Start of Records for the exercise

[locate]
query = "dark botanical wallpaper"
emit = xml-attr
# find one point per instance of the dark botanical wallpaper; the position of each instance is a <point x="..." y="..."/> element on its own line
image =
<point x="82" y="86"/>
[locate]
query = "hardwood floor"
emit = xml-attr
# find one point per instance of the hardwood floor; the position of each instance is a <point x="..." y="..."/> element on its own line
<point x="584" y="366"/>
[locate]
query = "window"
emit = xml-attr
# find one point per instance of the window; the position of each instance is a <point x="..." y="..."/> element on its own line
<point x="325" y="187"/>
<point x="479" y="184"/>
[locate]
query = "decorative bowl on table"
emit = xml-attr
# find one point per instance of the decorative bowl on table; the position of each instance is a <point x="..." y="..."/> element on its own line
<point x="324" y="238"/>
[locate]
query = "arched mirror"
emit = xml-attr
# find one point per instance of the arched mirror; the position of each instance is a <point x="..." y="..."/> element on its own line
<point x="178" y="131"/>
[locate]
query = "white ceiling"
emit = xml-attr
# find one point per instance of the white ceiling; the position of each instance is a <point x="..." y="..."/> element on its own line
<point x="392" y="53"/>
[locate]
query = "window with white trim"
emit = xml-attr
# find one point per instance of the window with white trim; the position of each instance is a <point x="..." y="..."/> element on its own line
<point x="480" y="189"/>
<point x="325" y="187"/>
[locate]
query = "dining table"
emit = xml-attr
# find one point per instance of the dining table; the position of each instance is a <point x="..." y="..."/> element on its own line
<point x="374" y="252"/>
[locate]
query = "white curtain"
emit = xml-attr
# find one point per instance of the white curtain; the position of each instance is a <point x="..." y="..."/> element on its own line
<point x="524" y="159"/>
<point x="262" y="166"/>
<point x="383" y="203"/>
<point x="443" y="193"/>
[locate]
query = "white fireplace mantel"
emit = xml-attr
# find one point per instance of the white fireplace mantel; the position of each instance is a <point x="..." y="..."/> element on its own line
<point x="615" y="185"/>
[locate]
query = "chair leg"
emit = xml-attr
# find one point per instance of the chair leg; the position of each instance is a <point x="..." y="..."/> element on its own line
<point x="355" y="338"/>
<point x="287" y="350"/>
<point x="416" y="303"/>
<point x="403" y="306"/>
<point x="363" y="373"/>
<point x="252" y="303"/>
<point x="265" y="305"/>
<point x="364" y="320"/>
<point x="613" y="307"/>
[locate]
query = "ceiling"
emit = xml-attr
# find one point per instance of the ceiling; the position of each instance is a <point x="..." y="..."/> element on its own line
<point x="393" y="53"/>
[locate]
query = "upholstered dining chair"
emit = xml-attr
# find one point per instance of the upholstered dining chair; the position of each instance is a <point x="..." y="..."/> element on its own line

End of Records for the exercise

> _Work order_
In full and word for word, write out the data above.

> _Expected answer_
[locate]
query = "dark botanical wallpaper"
emit = xml-attr
# find one point per instance of the dark botanical wallpaper; the position of each instance is a <point x="..." y="..."/> element on its own line
image =
<point x="82" y="86"/>
[locate]
query = "hardwood floor"
emit = xml-attr
# find one point per instance of the hardwood floor; the position of each instance is a <point x="..." y="..."/> element on its own line
<point x="584" y="366"/>
[locate]
query = "window"
emit = xml-attr
# find one point per instance of the window; the position of each instance is a <point x="..." y="..."/> element on its own line
<point x="325" y="187"/>
<point x="479" y="184"/>
[locate]
query = "decorative bowl on table"
emit = xml-attr
# find one point per instance of the decorative bowl on table; the position of each instance is a <point x="..." y="..."/> element on its own line
<point x="324" y="238"/>
[locate]
query = "arched mirror"
emit = xml-attr
# find one point per instance of the arched mirror; the position of each instance is a <point x="..." y="..."/> element on its own line
<point x="178" y="131"/>
[locate]
query = "white ceiling"
emit = xml-attr
# find one point per instance of the white ceiling; the position of each instance is a <point x="..." y="..."/> element on its own line
<point x="392" y="53"/>
[locate]
query = "window with white trim"
emit = xml-attr
# find one point per instance of the window with white trim; the position of each instance is a <point x="..." y="..."/> element on its own line
<point x="480" y="189"/>
<point x="325" y="187"/>
[locate]
query = "dining table"
emit = xml-attr
# find one point per instance of the dining table; the position of each instance is a <point x="..." y="..."/> element on its own line
<point x="374" y="252"/>
[locate]
query = "white curtain"
emit = xml-attr
# find one point per instance of the white curtain; the position of each instance is a <point x="..." y="..."/> element on its own line
<point x="524" y="159"/>
<point x="262" y="166"/>
<point x="383" y="203"/>
<point x="443" y="193"/>
[locate]
query = "white fireplace mantel"
emit = xml-attr
# find one point per instance of the white fireplace mantel; the position of each instance is a <point x="..." y="..."/> element on its own line
<point x="615" y="185"/>
[locate]
query = "chair leg"
emit = xml-attr
# find one point per instance of the chair leg; the position of each instance is a <point x="..." y="..."/> element on its own line
<point x="355" y="338"/>
<point x="287" y="350"/>
<point x="416" y="303"/>
<point x="403" y="306"/>
<point x="363" y="373"/>
<point x="252" y="303"/>
<point x="265" y="305"/>
<point x="364" y="320"/>
<point x="613" y="307"/>
[locate]
query = "ceiling"
emit = xml-attr
# find one point per instance of the ceiling; the position of each instance is a <point x="..." y="..."/> element on its own line
<point x="393" y="53"/>
[locate]
query = "upholstered dining chair"
emit = xml-attr
# find one point per instance of the upholstered dining chair; the position of each instance is a <point x="..." y="..."/> element on its own line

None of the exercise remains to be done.